MATERIALS PROVIDED:
++++++++

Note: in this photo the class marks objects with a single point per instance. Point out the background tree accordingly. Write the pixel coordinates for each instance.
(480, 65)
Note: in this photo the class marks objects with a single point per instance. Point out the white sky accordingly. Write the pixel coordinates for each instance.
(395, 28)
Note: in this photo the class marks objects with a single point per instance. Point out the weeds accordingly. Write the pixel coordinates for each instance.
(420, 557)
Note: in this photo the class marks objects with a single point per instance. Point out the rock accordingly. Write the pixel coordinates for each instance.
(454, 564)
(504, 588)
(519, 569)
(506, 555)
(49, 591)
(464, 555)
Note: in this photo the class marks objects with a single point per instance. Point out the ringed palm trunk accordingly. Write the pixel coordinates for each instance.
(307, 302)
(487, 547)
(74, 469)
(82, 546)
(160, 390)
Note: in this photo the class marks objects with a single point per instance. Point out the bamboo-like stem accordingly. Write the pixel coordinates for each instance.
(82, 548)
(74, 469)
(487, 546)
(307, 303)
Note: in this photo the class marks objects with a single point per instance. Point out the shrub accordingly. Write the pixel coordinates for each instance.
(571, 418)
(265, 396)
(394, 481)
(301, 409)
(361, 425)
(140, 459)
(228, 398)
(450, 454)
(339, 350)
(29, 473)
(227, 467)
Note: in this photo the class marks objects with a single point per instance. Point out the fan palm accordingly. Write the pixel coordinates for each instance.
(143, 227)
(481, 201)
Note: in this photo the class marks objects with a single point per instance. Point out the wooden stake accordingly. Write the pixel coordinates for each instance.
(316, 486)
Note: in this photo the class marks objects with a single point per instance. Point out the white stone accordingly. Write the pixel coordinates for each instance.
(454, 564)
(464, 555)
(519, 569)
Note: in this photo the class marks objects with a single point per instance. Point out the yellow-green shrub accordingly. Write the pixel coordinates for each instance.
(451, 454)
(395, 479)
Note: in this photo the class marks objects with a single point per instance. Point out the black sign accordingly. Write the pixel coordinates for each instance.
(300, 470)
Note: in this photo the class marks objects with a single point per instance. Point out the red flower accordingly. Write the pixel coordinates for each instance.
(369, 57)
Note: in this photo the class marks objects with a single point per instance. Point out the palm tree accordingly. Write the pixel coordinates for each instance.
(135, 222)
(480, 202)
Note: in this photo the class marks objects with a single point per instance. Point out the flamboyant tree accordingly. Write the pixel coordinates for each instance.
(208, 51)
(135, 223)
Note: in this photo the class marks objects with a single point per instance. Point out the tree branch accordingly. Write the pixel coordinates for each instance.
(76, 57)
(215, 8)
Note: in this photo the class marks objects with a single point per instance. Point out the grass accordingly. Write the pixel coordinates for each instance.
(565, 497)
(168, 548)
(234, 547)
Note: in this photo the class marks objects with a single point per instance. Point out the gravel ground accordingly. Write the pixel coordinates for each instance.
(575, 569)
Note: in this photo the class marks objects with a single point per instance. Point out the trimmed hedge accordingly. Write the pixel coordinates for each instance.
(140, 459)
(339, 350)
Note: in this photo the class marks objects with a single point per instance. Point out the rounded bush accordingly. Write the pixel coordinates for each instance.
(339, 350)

++++++++

SHORT EXERCISE:
Repeat all the entries word for word.

CORRECT RESULT:
Note: in this photo the class marks objects with a single point per instance. Point out the background tree accordingly. Write the pixel coordinates for each instance.
(480, 65)
Note: in this photo the class marks objects with a single point per instance. Point out the white sky accordingly. Write the pixel coordinates for each instance.
(395, 28)
Note: in this photo the class marks objects with a single point per instance. Point out the weeds accordingly. Write the pixel coordinates for each instance.
(420, 557)
Note: in this photo the class marks objects with a single point per instance. Point out the rock accordingly. Write the pixel coordinates for each instance.
(454, 564)
(504, 588)
(519, 569)
(506, 555)
(49, 591)
(464, 555)
Note: in this photo the class marks objects with a single point per instance. Point out the ringed palm trunk accordingly. Write the pixel coordinates for each instance.
(307, 302)
(487, 547)
(74, 469)
(82, 546)
(160, 390)
Note: in this photo the class marks objects with a single point per instance. Point out the bamboo-like stem accordingly. Write the pixel coordinates for each instance.
(82, 548)
(74, 469)
(487, 546)
(307, 303)
Note: in this photo the class marks objects with a single point per instance. Point out the shrub accordingly. Write the pixel coordinates for each instance.
(571, 418)
(265, 396)
(394, 481)
(301, 409)
(361, 425)
(140, 459)
(228, 398)
(450, 454)
(339, 350)
(29, 473)
(227, 467)
Note: in this photo the class marks objects with a single point per instance. Point out the fan palm accordingly. Write the pixel coordinates for each instance.
(143, 227)
(481, 201)
Note: in this photo the class marks objects with a single point per instance. Point out the wooden stake accordingly. Write the pixel coordinates for each instance.
(316, 486)
Note: in this photo the class marks objects with a single point per instance. Point out the white stone accordingly. Write the pixel coordinates for each instance.
(454, 564)
(464, 555)
(519, 569)
Note: in this photo the class marks objects with a single point per instance. Point out the yellow-green shrub accordingly. Write the pixel coordinates for each instance.
(451, 454)
(395, 479)
Note: in this photo the class marks objects with a single point per instance. Point out the black sign accordingly. Write the pixel coordinates for each instance.
(300, 470)
Note: in this photo the class marks objects with a single point per instance. Point out the red flower accordingly. Write the pixel coordinates for each instance.
(369, 57)
Note: in this photo the class marks objects with a single point per instance. Point out the palm tree accordingly. Write the pixel coordinates for each instance.
(135, 222)
(480, 202)
Note: in this photo the class marks objects with a single point per instance. Point out the flamboyant tree accordingly. Write the pixel coordinates for each instance.
(208, 51)
(135, 223)
Note: in this photo the class marks objects with a single point per instance. Point out the tree branch accordingly. Write the pixel coordinates for each instance.
(76, 57)
(215, 8)
Note: in this photo the class marks objects with a single point per instance. Point out the grass accordingly. Write the pixel coordinates for each instance.
(565, 497)
(168, 548)
(234, 547)
Note: in this photo the class marks objects with a single point per instance. Point out the gravel ground accordingly. Write the pixel coordinates for each instance.
(575, 569)
Note: in this photo the class marks objects with a single point per instance. Point out the trimmed hedge accordingly. Write the pixel coordinates for each instance.
(140, 459)
(339, 350)
Note: in this photo the class marks objects with a single point per instance. Point out the rounded bush accordingly. Write the pixel coordinates for each instance.
(339, 350)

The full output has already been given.